**TASK ITEM:** Every record must come back exactly as given.

**DATA TO USE:**
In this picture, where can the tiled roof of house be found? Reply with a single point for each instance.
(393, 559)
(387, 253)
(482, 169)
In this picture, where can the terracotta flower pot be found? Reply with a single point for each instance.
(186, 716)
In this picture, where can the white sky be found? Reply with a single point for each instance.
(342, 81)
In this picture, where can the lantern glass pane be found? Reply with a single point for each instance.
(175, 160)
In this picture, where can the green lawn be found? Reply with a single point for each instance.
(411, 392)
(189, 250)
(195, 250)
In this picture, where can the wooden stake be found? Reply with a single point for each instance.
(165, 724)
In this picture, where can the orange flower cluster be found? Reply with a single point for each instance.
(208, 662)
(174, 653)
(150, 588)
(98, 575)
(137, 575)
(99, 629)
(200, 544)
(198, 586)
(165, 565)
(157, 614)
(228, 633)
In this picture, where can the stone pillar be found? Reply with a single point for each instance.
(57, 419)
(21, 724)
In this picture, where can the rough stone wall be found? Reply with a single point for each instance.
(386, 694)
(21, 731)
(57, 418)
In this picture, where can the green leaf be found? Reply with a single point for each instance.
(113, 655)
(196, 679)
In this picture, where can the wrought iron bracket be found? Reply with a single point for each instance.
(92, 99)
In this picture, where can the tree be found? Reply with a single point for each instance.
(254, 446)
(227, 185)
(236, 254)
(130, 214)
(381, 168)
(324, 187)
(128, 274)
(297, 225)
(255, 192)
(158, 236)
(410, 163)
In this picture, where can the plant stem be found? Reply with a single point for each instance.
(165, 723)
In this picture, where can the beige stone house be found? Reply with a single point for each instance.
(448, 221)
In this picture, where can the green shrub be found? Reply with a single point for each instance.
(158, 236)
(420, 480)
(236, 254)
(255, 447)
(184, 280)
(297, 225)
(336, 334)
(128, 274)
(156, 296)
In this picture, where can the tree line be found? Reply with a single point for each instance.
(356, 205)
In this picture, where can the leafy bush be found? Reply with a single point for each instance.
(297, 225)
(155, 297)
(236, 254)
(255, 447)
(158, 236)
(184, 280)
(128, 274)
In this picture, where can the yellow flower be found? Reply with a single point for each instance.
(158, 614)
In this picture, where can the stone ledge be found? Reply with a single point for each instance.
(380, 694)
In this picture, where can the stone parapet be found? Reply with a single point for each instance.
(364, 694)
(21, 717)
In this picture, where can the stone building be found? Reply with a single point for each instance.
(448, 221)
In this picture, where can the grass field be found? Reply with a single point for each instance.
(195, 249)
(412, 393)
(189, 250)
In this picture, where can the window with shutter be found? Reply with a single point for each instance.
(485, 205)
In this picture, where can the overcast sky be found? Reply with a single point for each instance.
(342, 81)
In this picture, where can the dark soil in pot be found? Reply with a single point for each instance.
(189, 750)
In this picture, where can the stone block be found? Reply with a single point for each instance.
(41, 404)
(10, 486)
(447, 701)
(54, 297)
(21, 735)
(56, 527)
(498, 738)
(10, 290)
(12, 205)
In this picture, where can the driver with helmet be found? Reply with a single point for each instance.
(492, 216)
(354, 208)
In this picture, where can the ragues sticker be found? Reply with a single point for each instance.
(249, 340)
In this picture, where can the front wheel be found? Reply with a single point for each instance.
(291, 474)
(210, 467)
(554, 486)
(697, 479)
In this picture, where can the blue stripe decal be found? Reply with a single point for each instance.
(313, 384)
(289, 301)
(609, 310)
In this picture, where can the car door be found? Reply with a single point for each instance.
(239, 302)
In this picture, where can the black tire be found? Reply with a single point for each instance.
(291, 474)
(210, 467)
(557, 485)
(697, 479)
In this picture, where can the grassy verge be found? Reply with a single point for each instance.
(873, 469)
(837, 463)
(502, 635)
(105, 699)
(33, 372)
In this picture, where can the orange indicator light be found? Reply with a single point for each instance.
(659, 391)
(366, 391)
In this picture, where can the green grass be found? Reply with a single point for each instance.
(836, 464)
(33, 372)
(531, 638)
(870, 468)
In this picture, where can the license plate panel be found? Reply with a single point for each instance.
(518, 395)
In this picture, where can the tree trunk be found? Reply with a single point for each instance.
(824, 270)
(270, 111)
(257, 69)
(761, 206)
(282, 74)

**TASK ANSWER:**
In this picture, where can the tiled roof of house be found? Reply with a single point for each instance.
(393, 559)
(387, 253)
(482, 169)
In this picture, where can the terracotta flower pot be found? Reply with a single point for each instance.
(186, 716)
In this picture, where can the white sky be found? Reply with a single point for each instance.
(342, 81)
In this picture, where can the lantern glass pane be found? Reply with a single point for each instance.
(175, 160)
In this picture, where can the green lawn be found? Reply with a single point for each instance.
(411, 392)
(189, 250)
(195, 250)
In this picture, where can the wooden stake be found? Reply with a single point for each instance.
(165, 724)
In this picture, where can the orange flower cluster be found? Reply with a single point for each instance.
(208, 662)
(174, 653)
(150, 588)
(98, 575)
(137, 575)
(99, 629)
(200, 544)
(198, 586)
(165, 565)
(157, 614)
(228, 633)
In this picture, where can the stone pillar be found? Reply with a single point for each instance.
(57, 419)
(21, 724)
In this picture, where can the rough stone wall be found? Reply with a single point for each instance.
(386, 694)
(21, 731)
(57, 418)
In this picture, where can the green leaf be found? Reply with a single point for each instance.
(113, 655)
(196, 679)
In this picture, where can the wrought iron bracket be found? Reply with a single point for each instance.
(92, 99)
In this picture, where can the tree be found? Reply with a single point for each instance.
(254, 446)
(227, 185)
(236, 254)
(130, 214)
(381, 168)
(324, 187)
(128, 274)
(297, 225)
(255, 192)
(158, 236)
(410, 163)
In this picture, where can the plant stem be found? Reply with a single point for each instance.
(165, 723)
In this picture, where can the beige stone house be found? Reply with a single point for each instance.
(448, 221)
In this picture, where can the green shrub be found? Reply with a single point for each instance.
(158, 236)
(420, 480)
(236, 254)
(255, 447)
(184, 280)
(297, 225)
(336, 334)
(128, 274)
(156, 296)
In this picture, where can the tree line be found? Reply with a single point for each instance.
(356, 205)
In this picture, where can the leafy bush be found? Reply with a single point for each instance.
(297, 225)
(155, 297)
(236, 254)
(255, 447)
(158, 236)
(184, 280)
(128, 274)
In this picture, where can the yellow flower be found? Reply with a single point for each instance.
(158, 614)
In this picture, where can the stone ledge be found? Reply with a single point for each instance.
(380, 694)
In this picture, where can the stone parapet be found? Reply with a single point for each instance.
(364, 694)
(21, 717)
In this picture, where can the stone building be found? Reply with a single point for each instance.
(448, 221)
In this picture, where can the grass field be found? Reply with a single point for each instance.
(195, 249)
(412, 393)
(189, 250)
In this picture, where can the window with shutter be found? Reply with a single point for each instance.
(485, 205)
In this picture, where can the overcast sky be found? Reply with a single point for each instance.
(342, 81)
In this picture, where can the dark soil in pot be found? Reply with a single point for each instance.
(189, 750)
In this picture, where can the stone block be found? Reply with a single point for each instance.
(41, 404)
(10, 486)
(447, 701)
(54, 297)
(21, 735)
(56, 527)
(498, 738)
(10, 290)
(12, 205)
In this picture, where can the driver with helmet be found? Reply with a single point for each instance.
(492, 216)
(354, 208)
In this picture, where can the ragues sticker be found? Reply with a single point for each instance.
(249, 340)
In this picture, where can the front wheel be found? Reply with a single point for each instance.
(291, 474)
(210, 467)
(554, 486)
(697, 479)
In this picture, where can the blue stripe decal be found? Reply with a single point for each instance.
(313, 384)
(289, 301)
(609, 310)
In this picture, where can the car door be found? Reply with a single point for each instance.
(239, 302)
In this picture, where can the black tire be found? Reply with a single point for each instance.
(291, 474)
(210, 467)
(557, 485)
(697, 479)
In this picture, where can the grassy verge be found? Reply with a single point for each instance.
(873, 469)
(837, 463)
(502, 635)
(105, 699)
(33, 372)
In this picture, where can the orange indicator light be found? Reply with a single point for each instance.
(659, 391)
(366, 391)
In this picture, where can the green grass be found? Reply with a single point for each instance.
(836, 464)
(33, 372)
(531, 638)
(870, 468)
In this picture, where can the license plate panel be found? Reply with a single point for each instance.
(518, 395)
In this picture, where can the tree trunk be found? Reply with a single point for each instance.
(824, 270)
(270, 111)
(257, 69)
(761, 206)
(282, 74)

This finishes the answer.